Validity of population adjustment methods for disconnected networks of evidence

Network meta-analysis (NMA) is a method to pool published summary treatment effects from randomised controlled trials (RCTs) to obtain estimates of relative treatment effects between multiple treatments.

NMA is routinely used to inform decisions as to which treatments are effective or cost-effective, but requires that the RCT evidence forms a connected network of comparisons (the map of comparisons made in RCTs is a connected network).

Covariates such as age, biomarker status, or disease severity can be classified into (i) those that interact with relative treatment effects (Effect Modifiers), and (ii) those that predict outcomes but don't interact with treatment effects (Prognostic Factors).

NMA assumes that, if effect modifiers are present, their distribution is the same, or similar, in all the included trials. However, this may not hold.

Recently a multi-level network meta-regression (ML-NMR) method has been developed that relaxes this assumption, as long as individual patient data is available from one or more RCTs.

**DATASET EXTRACT**
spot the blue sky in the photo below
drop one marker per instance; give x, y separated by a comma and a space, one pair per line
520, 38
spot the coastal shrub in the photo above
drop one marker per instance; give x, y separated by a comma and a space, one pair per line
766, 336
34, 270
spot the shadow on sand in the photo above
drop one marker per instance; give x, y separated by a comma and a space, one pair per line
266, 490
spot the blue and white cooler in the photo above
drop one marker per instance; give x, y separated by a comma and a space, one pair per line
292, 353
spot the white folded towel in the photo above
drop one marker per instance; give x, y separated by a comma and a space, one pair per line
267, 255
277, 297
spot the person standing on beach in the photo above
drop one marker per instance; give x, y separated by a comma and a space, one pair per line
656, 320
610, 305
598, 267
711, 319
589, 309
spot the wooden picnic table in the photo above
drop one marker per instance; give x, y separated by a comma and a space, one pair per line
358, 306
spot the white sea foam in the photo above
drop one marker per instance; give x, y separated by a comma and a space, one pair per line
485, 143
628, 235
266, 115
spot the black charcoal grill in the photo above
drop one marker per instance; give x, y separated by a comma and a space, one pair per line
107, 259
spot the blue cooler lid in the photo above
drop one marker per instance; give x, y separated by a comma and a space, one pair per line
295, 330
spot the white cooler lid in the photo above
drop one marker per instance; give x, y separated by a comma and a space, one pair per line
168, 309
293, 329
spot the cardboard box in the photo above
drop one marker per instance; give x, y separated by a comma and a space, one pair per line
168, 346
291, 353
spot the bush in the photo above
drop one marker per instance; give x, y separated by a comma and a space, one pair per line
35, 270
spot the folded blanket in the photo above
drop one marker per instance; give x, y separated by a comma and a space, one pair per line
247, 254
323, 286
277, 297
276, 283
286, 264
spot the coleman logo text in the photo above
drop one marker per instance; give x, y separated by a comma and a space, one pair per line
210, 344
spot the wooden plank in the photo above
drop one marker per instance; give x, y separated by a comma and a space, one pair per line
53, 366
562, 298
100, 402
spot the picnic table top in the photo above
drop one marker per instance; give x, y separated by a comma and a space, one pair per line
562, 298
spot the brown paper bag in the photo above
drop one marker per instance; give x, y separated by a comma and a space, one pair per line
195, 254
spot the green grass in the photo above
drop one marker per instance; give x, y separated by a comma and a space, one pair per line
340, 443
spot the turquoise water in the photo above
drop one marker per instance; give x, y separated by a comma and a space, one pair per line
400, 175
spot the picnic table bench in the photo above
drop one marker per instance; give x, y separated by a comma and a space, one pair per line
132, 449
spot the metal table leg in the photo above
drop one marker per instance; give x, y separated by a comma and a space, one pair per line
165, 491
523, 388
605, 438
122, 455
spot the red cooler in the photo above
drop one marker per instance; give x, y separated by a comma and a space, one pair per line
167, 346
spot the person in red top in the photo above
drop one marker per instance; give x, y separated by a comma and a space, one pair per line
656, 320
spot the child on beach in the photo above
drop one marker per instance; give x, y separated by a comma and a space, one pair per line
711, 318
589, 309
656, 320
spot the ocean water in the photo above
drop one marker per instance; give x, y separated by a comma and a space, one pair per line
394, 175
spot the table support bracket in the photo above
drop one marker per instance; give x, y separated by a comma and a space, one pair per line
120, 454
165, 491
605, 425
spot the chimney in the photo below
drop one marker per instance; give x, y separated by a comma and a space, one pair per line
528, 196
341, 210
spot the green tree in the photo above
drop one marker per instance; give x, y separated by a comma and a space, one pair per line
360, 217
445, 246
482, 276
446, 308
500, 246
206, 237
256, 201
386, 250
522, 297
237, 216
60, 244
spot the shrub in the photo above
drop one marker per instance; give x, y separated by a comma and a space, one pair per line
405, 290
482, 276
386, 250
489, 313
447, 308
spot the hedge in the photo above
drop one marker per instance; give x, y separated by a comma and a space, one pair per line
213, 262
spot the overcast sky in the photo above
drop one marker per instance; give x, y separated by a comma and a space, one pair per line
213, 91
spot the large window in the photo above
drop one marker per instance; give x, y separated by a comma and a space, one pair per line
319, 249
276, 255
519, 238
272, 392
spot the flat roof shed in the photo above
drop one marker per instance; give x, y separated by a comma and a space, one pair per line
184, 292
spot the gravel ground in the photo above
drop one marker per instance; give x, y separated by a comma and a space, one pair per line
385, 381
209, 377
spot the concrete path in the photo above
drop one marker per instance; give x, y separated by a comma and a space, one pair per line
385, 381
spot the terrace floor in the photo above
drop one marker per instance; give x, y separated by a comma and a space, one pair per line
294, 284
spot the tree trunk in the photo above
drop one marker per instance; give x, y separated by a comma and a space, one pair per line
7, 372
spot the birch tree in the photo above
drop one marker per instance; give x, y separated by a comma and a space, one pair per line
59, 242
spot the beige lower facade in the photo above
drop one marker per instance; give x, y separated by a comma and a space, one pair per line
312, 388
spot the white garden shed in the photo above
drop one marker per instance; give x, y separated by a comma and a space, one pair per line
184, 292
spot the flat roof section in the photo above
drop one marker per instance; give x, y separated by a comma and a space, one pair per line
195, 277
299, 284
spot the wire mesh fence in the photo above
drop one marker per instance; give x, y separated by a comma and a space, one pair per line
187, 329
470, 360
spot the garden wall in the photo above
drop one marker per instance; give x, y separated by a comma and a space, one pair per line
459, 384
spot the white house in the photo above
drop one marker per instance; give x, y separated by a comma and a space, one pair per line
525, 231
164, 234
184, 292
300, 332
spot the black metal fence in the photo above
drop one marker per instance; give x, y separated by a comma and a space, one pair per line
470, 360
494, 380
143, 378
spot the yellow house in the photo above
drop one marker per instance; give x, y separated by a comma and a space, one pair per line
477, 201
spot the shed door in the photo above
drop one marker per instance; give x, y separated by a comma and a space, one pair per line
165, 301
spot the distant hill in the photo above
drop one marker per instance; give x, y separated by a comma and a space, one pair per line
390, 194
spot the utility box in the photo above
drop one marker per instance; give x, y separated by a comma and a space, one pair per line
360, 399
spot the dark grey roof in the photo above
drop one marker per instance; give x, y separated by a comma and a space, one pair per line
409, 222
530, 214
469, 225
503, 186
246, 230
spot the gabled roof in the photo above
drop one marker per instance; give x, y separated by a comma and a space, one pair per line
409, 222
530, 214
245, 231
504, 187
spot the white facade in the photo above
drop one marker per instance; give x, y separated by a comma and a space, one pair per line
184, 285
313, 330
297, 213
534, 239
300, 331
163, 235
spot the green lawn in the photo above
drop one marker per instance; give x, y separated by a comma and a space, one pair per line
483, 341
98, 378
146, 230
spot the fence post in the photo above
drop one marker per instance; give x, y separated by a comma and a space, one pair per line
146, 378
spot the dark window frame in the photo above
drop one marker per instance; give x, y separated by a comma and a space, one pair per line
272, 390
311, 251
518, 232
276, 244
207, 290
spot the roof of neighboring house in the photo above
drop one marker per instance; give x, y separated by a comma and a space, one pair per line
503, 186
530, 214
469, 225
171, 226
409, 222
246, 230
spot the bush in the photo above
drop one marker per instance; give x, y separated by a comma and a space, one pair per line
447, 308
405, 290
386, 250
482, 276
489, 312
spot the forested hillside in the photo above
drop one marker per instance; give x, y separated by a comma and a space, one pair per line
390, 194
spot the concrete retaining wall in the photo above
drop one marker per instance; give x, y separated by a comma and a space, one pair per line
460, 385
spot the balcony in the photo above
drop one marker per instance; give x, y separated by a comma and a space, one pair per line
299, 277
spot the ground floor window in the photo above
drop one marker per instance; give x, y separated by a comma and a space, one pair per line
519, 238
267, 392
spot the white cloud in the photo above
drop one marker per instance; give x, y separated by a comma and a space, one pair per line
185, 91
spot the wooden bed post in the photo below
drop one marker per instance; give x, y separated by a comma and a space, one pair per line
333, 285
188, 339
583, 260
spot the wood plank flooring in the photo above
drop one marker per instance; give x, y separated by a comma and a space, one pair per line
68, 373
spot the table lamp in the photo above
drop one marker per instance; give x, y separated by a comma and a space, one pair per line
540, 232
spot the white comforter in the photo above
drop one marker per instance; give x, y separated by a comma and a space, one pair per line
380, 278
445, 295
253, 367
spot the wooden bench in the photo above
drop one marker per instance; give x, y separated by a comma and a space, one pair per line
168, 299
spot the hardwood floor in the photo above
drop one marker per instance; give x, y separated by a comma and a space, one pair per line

**TASK 1**
In the network meta-analysis text, what must be available for the ML-NMR method to relax the assumption about effect modifiers?
**TASK 2**
How would you sum up the network meta-analysis text in two sentences?
**TASK 3**
Carry on the network meta-analysis text from its last sentence.

**RESPONSE 1**
Individual patient data from one or more RCTs.

**RESPONSE 2**
Network meta-analysis pools published summary treatment effects from RCTs to estimate relative effects among multiple treatments, but it requires a connected network of comparisons and assumes effect modifiers are distributed the same or similarly across the included trials. A recently developed multi-level network meta-regression method relaxes that assumption when individual patient data are available from one or more RCTs.

**RESPONSE 3**
ML-NMR fits a model for individual-level treatment effects in studies where there is individual patient data, and then for each of the studies with aggregate-level data integrates the individual-level likelihood over the joint distribution of effect modifiers in each study to obtain an aggregate-level likelihood.

This is achieved using copulae to approximate the joint distribution of effect modifiers and quasi-Monte Carlo integration to obtain the aggregate-level likelihood.

Estimates can then be obtained in any population of interest (for example, the population represented by one of the included studies, or the UK population) by integrating over the relevant joint distribution of effect modifiers.

To date, the method has only been developed for the case where networks of evidence are connected (there is a path of RCT evidence joining any two treatments in the network).

However, it is becoming more common that health care policy makers are confronted with disconnected networks of evidence which may include single-arm (non-randomised) studies.

Population adjustment with disconnected networks of evidence requires that not only the effect modifying covariates are accounted for, but also all prognostic factors since absolute outcomes rather than relative effects are modelled.

The aim of this project is to extend the ML-NMR method for disconnected networks of evidence for a range of likelihoods, including likelihoods for survival outcomes, and to explore methods to assess the validity of the ML-NMR method in the context of disconnected networks of evidence.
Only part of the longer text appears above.